To do –
1. In the essay on energy demand, why does the writer call the parallel growth of progress and energy demand "not a coincidence"?
2. According to the essay on energy demand, what do environmentalists want to do with energy use instead of curtailing it completely?

Source excerpt –
Save the Dinosaurs

The environmentalists keep insisting that we must curb our ever-growing demand for more energy. The problem is, in the world in which we live, all forms of progress are dependent on energy. The rate of industrial and technological progress has increased exponentially over the last century. So has the demand for energy. It’s not a coincidence.

We could reduce our energy demands by renouncing progress and going back to doing things the way people did them in the “good old days.” We could give up cars and airplanes and electricity, central heat and air conditioning, computers, etc., slowing any future progress to a the same plodding pace it was a century ago. But in what way would that be a good thing? — Except in that we would use less energy. But is using less energy really intrinsically good? And is it so good that it’s worth giving up all kinds of benefits man has striven to achieve over the last couple of centuries?

Of course, that isn’t what the environmentalists have in mind. They don’t want to completely curtail the use of energy. They just want to control it to make sure it’s only used in acceptable ways for acceptable purposes. The question is, who defines what’s acceptable? — The answer is them, of course.

(Shape annotation entries)
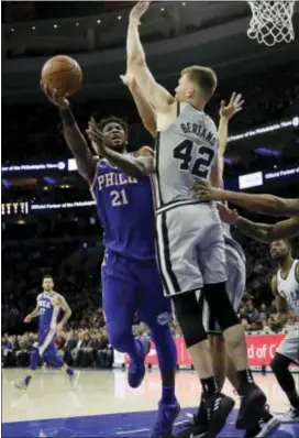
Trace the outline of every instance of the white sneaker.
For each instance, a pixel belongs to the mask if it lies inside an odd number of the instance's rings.
[[[13,386],[20,391],[26,391],[27,388],[26,382],[24,380],[21,380],[20,382],[13,382]]]
[[[79,379],[80,372],[79,371],[75,371],[71,375],[68,375],[69,382],[70,382],[70,386],[73,390],[75,390],[77,387],[78,384],[78,379]]]

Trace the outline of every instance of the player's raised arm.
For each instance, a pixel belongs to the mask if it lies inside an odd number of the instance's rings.
[[[57,303],[57,305],[60,306],[62,309],[63,309],[64,313],[65,313],[64,316],[63,316],[63,319],[62,319],[60,322],[58,324],[58,328],[63,328],[63,327],[65,326],[65,324],[68,321],[68,319],[70,318],[70,316],[71,316],[71,310],[70,310],[69,305],[68,305],[67,302],[65,300],[65,298],[62,297],[62,296],[58,297],[58,303]]]
[[[133,74],[126,72],[124,76],[121,76],[121,80],[123,81],[124,85],[126,85],[134,99],[134,102],[137,107],[139,114],[141,117],[144,128],[150,132],[151,135],[156,136],[157,133],[156,114],[151,103],[145,99]]]
[[[218,209],[223,222],[234,225],[245,236],[264,243],[270,243],[275,240],[291,238],[299,234],[299,217],[283,220],[274,225],[255,223],[242,218],[236,211],[230,210],[222,204],[218,206]]]
[[[150,1],[140,1],[130,13],[126,37],[128,66],[133,72],[145,99],[153,105],[156,112],[166,113],[174,106],[175,98],[155,81],[146,64],[139,33],[140,20],[148,6]]]
[[[78,172],[88,180],[89,184],[91,184],[96,172],[96,161],[74,118],[69,108],[69,101],[65,96],[58,96],[55,91],[51,94],[46,87],[43,87],[43,91],[49,101],[58,107],[66,144],[76,160]]]
[[[244,100],[242,100],[242,95],[233,92],[230,102],[226,105],[224,100],[221,101],[220,106],[220,120],[218,128],[219,135],[219,147],[218,155],[214,165],[211,169],[211,185],[219,188],[223,180],[223,168],[224,168],[224,155],[228,145],[229,135],[229,122],[230,120],[240,111],[242,111]]]
[[[143,153],[137,156],[120,154],[113,151],[111,147],[108,147],[109,140],[102,134],[92,118],[89,121],[87,135],[90,141],[97,144],[99,154],[102,157],[109,160],[114,166],[122,168],[128,175],[150,175],[154,172],[154,153],[150,147],[143,147]]]
[[[289,308],[286,299],[278,294],[277,275],[274,275],[272,277],[270,286],[273,295],[275,296],[275,305],[277,309],[276,322],[278,322],[279,325],[285,325],[289,317]]]
[[[214,188],[206,179],[198,179],[193,193],[201,199],[228,201],[263,215],[299,216],[299,199],[285,199],[274,195],[255,195]]]

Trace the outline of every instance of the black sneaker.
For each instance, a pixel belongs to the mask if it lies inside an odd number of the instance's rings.
[[[184,431],[176,435],[176,438],[203,438],[208,432],[208,412],[206,408],[206,403],[201,398],[199,410],[197,415],[193,415],[193,419],[190,424],[185,425]]]
[[[206,399],[208,413],[207,438],[214,438],[223,429],[226,419],[234,407],[234,401],[226,395],[217,392]],[[197,435],[193,436],[193,438]],[[192,437],[191,437],[192,438]]]
[[[245,391],[241,393],[241,406],[235,427],[248,430],[253,425],[257,425],[265,405],[266,395],[255,383],[248,383]]]

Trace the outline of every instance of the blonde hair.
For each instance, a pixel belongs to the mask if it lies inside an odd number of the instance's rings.
[[[218,83],[217,74],[212,68],[192,65],[184,68],[181,75],[188,75],[189,79],[199,86],[207,102],[211,99]]]

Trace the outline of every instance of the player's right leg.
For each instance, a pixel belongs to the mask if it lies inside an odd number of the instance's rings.
[[[201,208],[185,205],[167,209],[168,207],[158,212],[156,219],[157,260],[166,295],[174,302],[187,349],[201,381],[209,413],[210,438],[223,428],[234,401],[219,392],[210,346],[201,320],[202,310],[198,303],[202,276],[196,248]]]
[[[223,272],[222,274],[220,272],[220,266],[223,266],[226,273],[225,247],[221,227],[218,227],[215,222],[207,227],[206,240],[202,242],[199,258],[203,272],[203,296],[223,332],[226,351],[237,370],[241,407],[236,428],[247,429],[258,423],[261,412],[266,404],[266,396],[254,383],[248,364],[244,329],[226,292]]]
[[[291,409],[281,420],[299,421],[299,394],[294,376],[289,370],[291,363],[299,365],[299,338],[287,336],[280,343],[270,366],[283,391],[286,393]]]
[[[134,338],[132,335],[137,289],[125,258],[110,252],[106,254],[102,291],[109,341],[113,349],[129,355],[129,385],[137,387],[145,374],[144,359],[151,343],[148,339]]]
[[[33,377],[33,374],[35,370],[38,366],[38,361],[40,361],[40,352],[38,352],[38,346],[37,343],[33,346],[31,353],[30,353],[30,365],[29,365],[29,372],[25,379],[22,379],[20,382],[15,382],[14,386],[18,390],[26,390],[27,386],[30,385],[30,382]]]

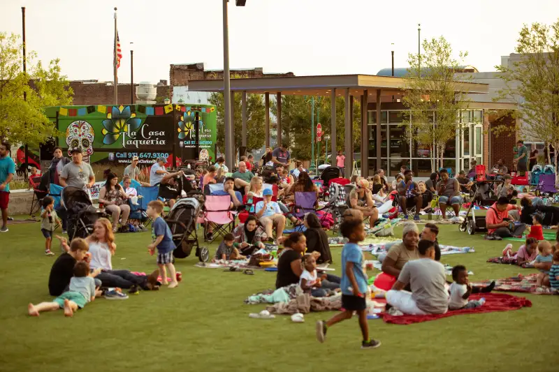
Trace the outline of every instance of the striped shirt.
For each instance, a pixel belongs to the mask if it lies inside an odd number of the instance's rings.
[[[549,269],[549,284],[551,285],[552,288],[556,290],[559,290],[559,281],[557,280],[558,276],[559,276],[559,264],[554,263]]]

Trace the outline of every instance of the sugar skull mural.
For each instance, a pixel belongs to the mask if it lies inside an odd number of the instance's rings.
[[[68,144],[68,155],[72,147],[81,146],[83,149],[83,161],[89,163],[89,156],[93,154],[93,140],[95,132],[87,121],[76,120],[66,129],[66,143]]]

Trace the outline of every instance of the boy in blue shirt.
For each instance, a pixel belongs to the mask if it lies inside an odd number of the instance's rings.
[[[161,214],[164,205],[161,200],[152,200],[147,204],[146,214],[153,220],[152,223],[152,239],[153,243],[147,246],[150,254],[153,255],[157,247],[157,266],[164,285],[167,284],[167,271],[170,275],[169,288],[174,288],[179,285],[177,281],[177,271],[173,265],[173,251],[177,248],[173,241],[173,235]]]
[[[10,142],[0,143],[0,210],[2,227],[0,232],[8,232],[8,204],[10,202],[10,182],[15,174],[15,163],[10,156]]]
[[[347,238],[342,251],[342,308],[343,311],[329,320],[317,322],[317,338],[324,342],[328,329],[336,323],[351,319],[354,311],[359,317],[359,327],[363,334],[362,349],[375,349],[380,341],[369,338],[369,325],[367,323],[367,303],[365,297],[368,292],[367,275],[363,271],[363,256],[358,244],[365,239],[366,234],[363,224],[363,214],[356,209],[344,213],[343,222],[340,225],[342,235]]]

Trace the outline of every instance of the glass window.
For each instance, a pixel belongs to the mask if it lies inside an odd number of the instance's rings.
[[[484,112],[481,110],[476,110],[473,111],[474,120],[476,123],[481,124],[484,122]]]
[[[409,159],[390,159],[390,170],[389,173],[391,177],[395,177],[396,174],[400,173],[400,168],[402,165],[405,165],[409,168]]]
[[[463,123],[470,123],[472,120],[470,119],[470,113],[472,112],[469,110],[465,110],[462,112],[462,122]]]
[[[412,170],[414,177],[428,178],[431,175],[431,159],[412,159]]]
[[[382,126],[381,130],[381,147],[380,147],[380,156],[382,158],[388,156],[386,151],[387,141],[386,141],[386,127],[388,126]],[[369,126],[369,157],[377,157],[377,126]]]
[[[389,124],[398,124],[404,120],[401,111],[389,111]]]
[[[406,131],[405,128],[391,126],[390,157],[409,157],[409,141],[406,137]]]
[[[462,133],[464,142],[464,156],[470,156],[470,128],[466,128]],[[446,156],[445,156],[446,157]]]
[[[476,155],[481,154],[482,151],[482,146],[481,146],[481,128],[479,126],[476,127]]]
[[[376,111],[368,111],[367,112],[368,120],[369,124],[377,124],[377,112]],[[388,117],[388,112],[387,111],[381,111],[380,112],[380,122],[381,124],[386,124],[387,123],[387,117]]]

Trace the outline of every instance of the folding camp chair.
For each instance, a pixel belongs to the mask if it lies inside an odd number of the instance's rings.
[[[29,178],[29,188],[33,189],[33,199],[31,201],[29,215],[38,212],[41,209],[41,202],[47,196],[47,191],[39,188],[41,176],[31,176]]]
[[[208,236],[208,227],[212,226],[213,241],[219,235],[225,235],[235,228],[235,214],[229,210],[231,198],[229,195],[208,195],[204,202],[204,237]]]

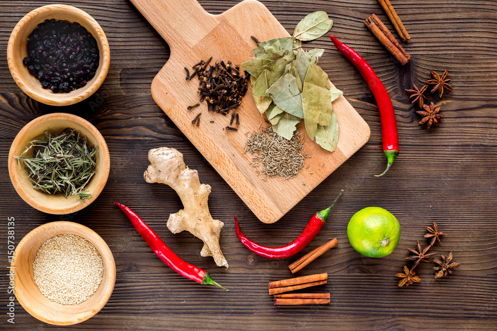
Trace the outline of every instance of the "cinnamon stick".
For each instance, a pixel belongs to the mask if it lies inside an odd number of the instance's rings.
[[[402,41],[410,39],[411,36],[408,33],[407,30],[404,27],[402,21],[401,21],[401,19],[397,15],[397,13],[396,12],[395,9],[392,6],[389,0],[378,0],[378,1],[383,7],[383,10],[387,13],[387,15],[390,18],[390,21],[392,22],[392,25],[395,28],[395,30],[397,31],[397,33],[399,34],[399,36],[401,37]]]
[[[269,288],[275,288],[276,287],[290,286],[293,285],[304,284],[304,283],[310,283],[319,280],[325,280],[328,278],[328,274],[327,272],[325,272],[324,273],[317,273],[314,275],[309,275],[309,276],[304,276],[303,277],[291,278],[289,279],[283,279],[283,280],[272,281],[269,283]]]
[[[338,243],[336,238],[334,238],[326,244],[322,245],[289,265],[290,270],[292,271],[292,273],[295,273],[322,255],[328,250],[336,246]]]
[[[369,18],[371,19],[371,20],[378,26],[378,27],[380,30],[381,30],[381,32],[383,33],[383,34],[384,34],[387,38],[388,38],[389,40],[392,42],[392,44],[393,44],[396,47],[399,49],[399,50],[401,51],[401,53],[402,53],[408,60],[411,60],[411,55],[410,55],[409,54],[406,52],[406,50],[403,48],[402,46],[401,46],[400,44],[399,43],[399,42],[397,41],[397,40],[395,39],[395,37],[394,37],[394,35],[392,34],[392,32],[391,32],[387,28],[387,27],[385,26],[383,22],[380,20],[380,19],[378,18],[377,16],[373,14],[369,16]]]
[[[409,62],[411,56],[402,48],[395,37],[376,15],[373,14],[368,17],[364,24],[401,65],[404,66]]]
[[[329,299],[274,299],[275,306],[297,306],[298,305],[323,305],[330,303]]]
[[[270,288],[269,295],[272,295],[273,294],[277,294],[278,293],[282,293],[284,292],[289,292],[290,291],[295,291],[295,290],[300,290],[301,288],[310,287],[311,286],[316,286],[318,285],[326,284],[326,282],[327,280],[325,279],[324,280],[318,280],[317,281],[313,281],[309,283],[304,283],[303,284],[299,284],[298,285],[294,285],[290,286]]]
[[[330,293],[285,293],[275,294],[275,299],[330,299]]]

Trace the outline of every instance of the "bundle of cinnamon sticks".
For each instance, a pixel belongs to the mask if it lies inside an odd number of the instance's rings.
[[[325,273],[271,282],[269,283],[269,295],[274,295],[273,301],[275,306],[330,303],[329,293],[280,294],[326,284],[328,278],[328,274]]]
[[[409,62],[411,56],[404,50],[392,33],[388,31],[387,27],[376,15],[373,14],[368,17],[364,24],[401,65],[404,66]]]

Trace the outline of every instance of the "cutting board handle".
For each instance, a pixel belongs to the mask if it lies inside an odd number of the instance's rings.
[[[191,48],[218,24],[196,0],[131,0],[171,49]]]

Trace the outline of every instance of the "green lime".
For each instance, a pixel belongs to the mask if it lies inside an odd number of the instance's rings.
[[[379,207],[368,207],[354,214],[347,235],[356,251],[369,258],[383,258],[395,249],[401,226],[395,216]]]

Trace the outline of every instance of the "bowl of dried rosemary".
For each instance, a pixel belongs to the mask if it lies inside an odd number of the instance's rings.
[[[49,114],[31,121],[9,152],[15,191],[32,207],[49,214],[69,214],[91,203],[103,189],[110,169],[100,132],[70,114]]]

Answers per task –
1. The writer holds that in today's world all forms of progress depend on energy. So as industrial and technological progress has increased exponentially over the last century, the demand for energy has risen with it.

2. They want to control it so that it's only used in acceptable ways for acceptable purposes.